• **Supplied passage**:
------

Around 8 am on 19 February 1828, off Ascension Island, a swift, square-rigged brig began to pursue Morning Star. The ship was later revealed to be Defensor de Pedro, captained by the Galician pirate, Benito de Soto.

Defensor de Pedro soon caught up with Morning Star and, after firing grapeshot across the deck, damaging the ship and injuring several people, Captain Thomas Gibbs heaved to. Captain Gibbs and his second mate, Alexander Mowatt boarded Defensor de Pedro to negotiate. They were detained by Benito de Soto and later murdered along with two other Morning Star seamen.

In the meantime, a group of Benito de Soto's crew quickly boarded Morning Star. They violently robbed the passengers, stole money, food, clothing, wine, sails, navigational equipment, silks and precious stones. After executing the raid, the pirates locked the men in the hold and sexually assaulted the women in the cabins.

Before disembarking Morning Star, the pirates drilled holes in the hull to induce the ship to sink. The women escaped their confinement, tracked down the men and released them from the hold.

The survivors managed to repair the ship and keep it afloat. About one month after the attack, Morning Star encountered Captain Magnus Johnson onboard Guildford. He rendered as much assistance as he could and raised the alarm about the pirate attack. After briefly docking in Kent on 14 April 1828, Morning Star made it to Gravesend on 18 April 1828.

| Year | Master | Owner | Trade | Source & notes |
|---|---|---|---|---|
| 1833 | C.Adler | Tindall & Co. | London–Bombay | LR |
| 1833 | Brown Lintin | Tindall & Co. | London–Madeira London–Malaga | RS |
| 1834 | W.Linton | Tindall & Co. | London–Ceylon | LR |
| 1840 | W.Linton Harrison | Tindall | London–Ceylon | LR; thorough repair 1840 |
| 1845 | Harrison Heyward | Tindall | London London–Ceylon | LR; thorough repair 1840 & new deck 1844 |
| 1848 |  | Tindall | London London–Ceylon | LR; thorough repair 1840, new deck 1844, & small repairs 1848 |
| 1850 | Heyward | Tindall | London–Ceylon | LR; thorough repair 1840, new deck 1844, & small repairs 1848 |
| 1851 |  | Tindall | London–Swan river | LR; thorough repair 1840, new deck 1844, & small repairs 1850 & 1851 |

From 1851 Morning star started sailing to Australia. Ship arrival and departure data showed her returning to England from Australia, sailing via Ceylon.

On 19 October 1851 the barque, Morning star, Clark(e), master, arrived at Perth with cargo and passengers. On 13 November she sailed for Champion Bay. From there she sailed on to Hobart.

| Year | Master | Owner | Trade | Source & notes |
|---|---|---|---|---|
| 1853 | J.Clark | Tindall | London | LR; thorough repair 1840, new deck 1844, & small repairs 1850 & 1851 |
| 1854 | J.Clark | Tindall | London–Ceylon | LR; thorough repair 1840, new deck 1844, & small repairs 1851 & 1854 |
| 1857 | J.Clark | Tindall |  | LR; |

==Fate==
Morning Star was last listed in 1857, with minimal data, unchanged since 1854.

------

(Entries contained in a dataset)
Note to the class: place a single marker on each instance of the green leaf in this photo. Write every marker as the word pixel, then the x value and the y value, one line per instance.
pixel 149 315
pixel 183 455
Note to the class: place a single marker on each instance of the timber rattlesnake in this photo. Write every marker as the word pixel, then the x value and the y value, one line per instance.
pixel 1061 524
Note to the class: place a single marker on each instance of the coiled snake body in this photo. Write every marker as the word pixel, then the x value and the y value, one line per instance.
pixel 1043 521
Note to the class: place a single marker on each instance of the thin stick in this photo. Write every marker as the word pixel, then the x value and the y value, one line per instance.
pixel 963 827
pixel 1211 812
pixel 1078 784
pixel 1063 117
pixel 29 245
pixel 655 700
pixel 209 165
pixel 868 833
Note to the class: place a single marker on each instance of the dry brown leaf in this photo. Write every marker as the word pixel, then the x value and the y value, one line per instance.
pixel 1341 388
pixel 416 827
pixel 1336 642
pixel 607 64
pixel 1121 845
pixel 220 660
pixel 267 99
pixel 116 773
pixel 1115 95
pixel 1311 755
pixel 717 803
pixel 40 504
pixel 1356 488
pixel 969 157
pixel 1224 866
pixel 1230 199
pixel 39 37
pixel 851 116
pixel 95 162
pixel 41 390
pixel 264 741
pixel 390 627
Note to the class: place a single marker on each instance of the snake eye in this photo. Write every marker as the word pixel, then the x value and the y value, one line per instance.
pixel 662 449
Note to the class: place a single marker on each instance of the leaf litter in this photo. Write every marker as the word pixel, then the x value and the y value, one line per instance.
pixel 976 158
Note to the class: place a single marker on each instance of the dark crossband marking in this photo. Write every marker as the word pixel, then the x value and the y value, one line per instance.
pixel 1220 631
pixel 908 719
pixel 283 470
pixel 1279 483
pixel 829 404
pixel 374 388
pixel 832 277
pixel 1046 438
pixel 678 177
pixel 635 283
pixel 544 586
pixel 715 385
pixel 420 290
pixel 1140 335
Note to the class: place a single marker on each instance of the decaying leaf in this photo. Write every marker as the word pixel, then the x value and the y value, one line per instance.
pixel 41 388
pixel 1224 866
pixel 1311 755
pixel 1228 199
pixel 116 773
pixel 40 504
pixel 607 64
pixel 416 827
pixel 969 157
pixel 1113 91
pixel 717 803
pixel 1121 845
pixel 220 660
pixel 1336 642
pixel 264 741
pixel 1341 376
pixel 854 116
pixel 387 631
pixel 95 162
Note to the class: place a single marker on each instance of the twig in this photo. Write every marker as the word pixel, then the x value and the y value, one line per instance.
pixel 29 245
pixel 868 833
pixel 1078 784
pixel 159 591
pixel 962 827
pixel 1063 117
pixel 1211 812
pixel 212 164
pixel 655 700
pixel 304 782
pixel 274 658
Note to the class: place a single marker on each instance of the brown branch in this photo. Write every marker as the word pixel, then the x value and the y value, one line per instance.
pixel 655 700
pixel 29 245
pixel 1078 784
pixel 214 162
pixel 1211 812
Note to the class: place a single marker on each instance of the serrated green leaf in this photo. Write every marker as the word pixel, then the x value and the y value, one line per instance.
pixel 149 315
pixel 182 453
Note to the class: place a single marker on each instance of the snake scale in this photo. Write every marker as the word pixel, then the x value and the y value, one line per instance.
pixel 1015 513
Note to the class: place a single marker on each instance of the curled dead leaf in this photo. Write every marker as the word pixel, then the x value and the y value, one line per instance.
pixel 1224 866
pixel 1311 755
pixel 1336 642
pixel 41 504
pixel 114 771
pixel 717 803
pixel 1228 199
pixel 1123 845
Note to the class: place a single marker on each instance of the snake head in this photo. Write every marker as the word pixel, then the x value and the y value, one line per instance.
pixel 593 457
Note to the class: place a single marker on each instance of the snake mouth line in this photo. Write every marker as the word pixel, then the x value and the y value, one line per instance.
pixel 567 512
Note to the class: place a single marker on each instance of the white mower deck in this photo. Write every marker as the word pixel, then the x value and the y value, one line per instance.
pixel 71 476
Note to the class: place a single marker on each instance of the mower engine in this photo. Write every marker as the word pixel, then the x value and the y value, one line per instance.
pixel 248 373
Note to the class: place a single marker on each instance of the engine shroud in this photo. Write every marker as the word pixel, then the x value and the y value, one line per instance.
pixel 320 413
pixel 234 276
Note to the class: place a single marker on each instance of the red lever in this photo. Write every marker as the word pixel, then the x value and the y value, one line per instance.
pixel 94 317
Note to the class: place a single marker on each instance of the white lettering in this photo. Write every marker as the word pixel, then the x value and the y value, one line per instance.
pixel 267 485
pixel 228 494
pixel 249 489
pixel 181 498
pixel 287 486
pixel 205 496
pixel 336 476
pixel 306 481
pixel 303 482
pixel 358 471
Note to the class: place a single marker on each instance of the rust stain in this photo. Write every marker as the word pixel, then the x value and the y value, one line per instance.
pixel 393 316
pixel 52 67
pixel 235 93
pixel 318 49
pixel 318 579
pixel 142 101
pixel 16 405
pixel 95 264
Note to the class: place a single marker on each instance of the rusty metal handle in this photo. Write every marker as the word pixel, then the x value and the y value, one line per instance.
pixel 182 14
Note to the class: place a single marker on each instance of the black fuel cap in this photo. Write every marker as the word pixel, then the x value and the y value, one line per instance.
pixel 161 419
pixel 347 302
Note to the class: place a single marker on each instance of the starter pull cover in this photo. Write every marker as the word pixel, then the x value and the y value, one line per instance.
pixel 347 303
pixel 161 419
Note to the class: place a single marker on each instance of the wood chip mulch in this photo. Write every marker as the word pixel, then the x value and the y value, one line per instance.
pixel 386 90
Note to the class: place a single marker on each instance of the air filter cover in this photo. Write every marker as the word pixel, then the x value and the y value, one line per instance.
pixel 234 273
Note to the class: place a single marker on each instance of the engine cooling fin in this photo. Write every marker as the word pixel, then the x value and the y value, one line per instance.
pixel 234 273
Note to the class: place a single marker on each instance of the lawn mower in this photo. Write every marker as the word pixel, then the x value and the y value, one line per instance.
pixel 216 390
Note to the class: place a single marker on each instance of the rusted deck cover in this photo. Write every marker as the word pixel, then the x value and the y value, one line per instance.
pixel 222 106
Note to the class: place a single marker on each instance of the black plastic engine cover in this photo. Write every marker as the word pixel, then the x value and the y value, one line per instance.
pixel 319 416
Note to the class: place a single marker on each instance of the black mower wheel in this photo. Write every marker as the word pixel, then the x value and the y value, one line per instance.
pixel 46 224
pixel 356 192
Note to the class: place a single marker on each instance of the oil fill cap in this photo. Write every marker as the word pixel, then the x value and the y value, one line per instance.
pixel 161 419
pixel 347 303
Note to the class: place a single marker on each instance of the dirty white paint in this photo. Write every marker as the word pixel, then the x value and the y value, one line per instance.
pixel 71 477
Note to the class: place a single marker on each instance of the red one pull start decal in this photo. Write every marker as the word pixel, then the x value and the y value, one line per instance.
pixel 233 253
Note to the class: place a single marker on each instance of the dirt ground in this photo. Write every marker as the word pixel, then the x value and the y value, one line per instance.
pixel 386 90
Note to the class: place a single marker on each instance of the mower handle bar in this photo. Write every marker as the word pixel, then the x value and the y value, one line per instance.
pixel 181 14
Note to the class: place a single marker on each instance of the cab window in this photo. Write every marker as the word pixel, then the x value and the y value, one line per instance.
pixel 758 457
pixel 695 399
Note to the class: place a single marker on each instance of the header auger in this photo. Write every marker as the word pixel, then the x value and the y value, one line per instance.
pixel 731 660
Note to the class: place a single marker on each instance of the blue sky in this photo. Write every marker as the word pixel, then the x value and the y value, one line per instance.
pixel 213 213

------

• **What you will do**: In the Morning Star passage, on what date did Morning Star reach Gravesend?

• **Your response**: 18 April 1828.